▶ **Short exercise**: Pull out each line of the entries below that contains the word "hedge".

▶ **Extracted data**:
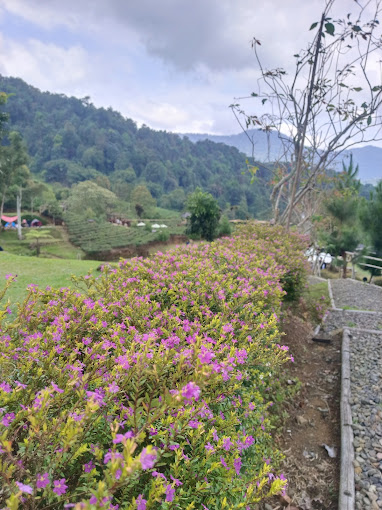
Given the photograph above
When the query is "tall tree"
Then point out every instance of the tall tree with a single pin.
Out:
(16, 172)
(205, 215)
(329, 103)
(3, 168)
(340, 229)
(371, 221)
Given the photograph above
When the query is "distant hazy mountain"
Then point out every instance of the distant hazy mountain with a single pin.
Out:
(368, 158)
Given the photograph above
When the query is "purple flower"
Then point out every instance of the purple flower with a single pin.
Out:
(59, 486)
(141, 503)
(42, 480)
(25, 488)
(237, 465)
(8, 419)
(170, 493)
(147, 459)
(209, 447)
(194, 424)
(227, 443)
(113, 387)
(121, 438)
(56, 388)
(191, 390)
(89, 466)
(6, 387)
(177, 482)
(224, 463)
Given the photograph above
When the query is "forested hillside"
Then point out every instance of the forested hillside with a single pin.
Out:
(69, 140)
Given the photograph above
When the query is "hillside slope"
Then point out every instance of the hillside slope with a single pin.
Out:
(70, 140)
(369, 158)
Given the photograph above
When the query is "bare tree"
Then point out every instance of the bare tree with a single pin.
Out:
(330, 103)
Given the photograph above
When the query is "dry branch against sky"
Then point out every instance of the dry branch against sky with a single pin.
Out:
(171, 64)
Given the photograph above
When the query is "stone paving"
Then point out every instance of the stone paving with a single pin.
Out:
(365, 342)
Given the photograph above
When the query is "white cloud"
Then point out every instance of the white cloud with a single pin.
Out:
(46, 66)
(172, 64)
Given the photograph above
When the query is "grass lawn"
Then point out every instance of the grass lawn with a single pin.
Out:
(40, 271)
(61, 248)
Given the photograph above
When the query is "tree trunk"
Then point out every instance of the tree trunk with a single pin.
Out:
(345, 265)
(18, 206)
(2, 203)
(302, 135)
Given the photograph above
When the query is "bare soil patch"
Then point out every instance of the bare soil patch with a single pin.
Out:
(313, 421)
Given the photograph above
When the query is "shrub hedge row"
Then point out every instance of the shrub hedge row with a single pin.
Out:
(149, 387)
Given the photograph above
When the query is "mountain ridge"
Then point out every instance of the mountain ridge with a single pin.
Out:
(369, 157)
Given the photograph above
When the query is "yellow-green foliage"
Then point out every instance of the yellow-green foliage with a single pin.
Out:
(150, 388)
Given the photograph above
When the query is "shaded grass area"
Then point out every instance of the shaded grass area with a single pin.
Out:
(42, 272)
(60, 248)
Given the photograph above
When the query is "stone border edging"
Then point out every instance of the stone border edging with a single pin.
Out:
(346, 500)
(347, 485)
(331, 296)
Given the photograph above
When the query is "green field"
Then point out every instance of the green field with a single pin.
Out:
(42, 272)
(61, 248)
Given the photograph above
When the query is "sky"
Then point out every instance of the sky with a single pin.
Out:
(174, 65)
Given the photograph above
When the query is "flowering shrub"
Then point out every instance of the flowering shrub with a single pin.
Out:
(149, 387)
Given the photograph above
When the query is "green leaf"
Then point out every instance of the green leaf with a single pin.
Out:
(329, 28)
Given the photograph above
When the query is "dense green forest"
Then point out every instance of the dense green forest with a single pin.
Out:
(69, 140)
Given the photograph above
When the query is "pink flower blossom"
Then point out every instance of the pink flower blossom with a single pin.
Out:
(170, 493)
(191, 390)
(89, 467)
(147, 459)
(121, 438)
(42, 481)
(6, 387)
(8, 419)
(237, 465)
(141, 503)
(227, 443)
(59, 487)
(25, 488)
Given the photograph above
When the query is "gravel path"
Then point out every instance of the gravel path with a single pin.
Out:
(366, 408)
(339, 319)
(356, 295)
(365, 345)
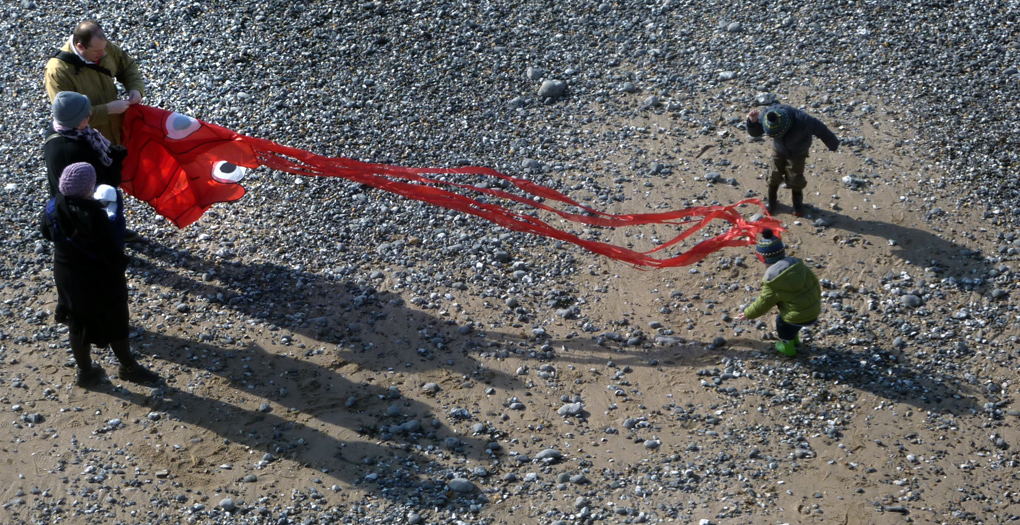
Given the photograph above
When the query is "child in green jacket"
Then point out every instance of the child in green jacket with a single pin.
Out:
(792, 286)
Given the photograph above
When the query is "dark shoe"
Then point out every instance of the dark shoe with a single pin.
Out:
(90, 376)
(773, 200)
(798, 204)
(138, 374)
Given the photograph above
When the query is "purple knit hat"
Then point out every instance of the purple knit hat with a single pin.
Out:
(79, 179)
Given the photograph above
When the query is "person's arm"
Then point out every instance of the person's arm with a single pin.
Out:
(129, 75)
(763, 304)
(56, 80)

▶ **Task solution**:
When the query is "shrub hedge row"
Then point out every instance of the shrub hedge row with a single pin.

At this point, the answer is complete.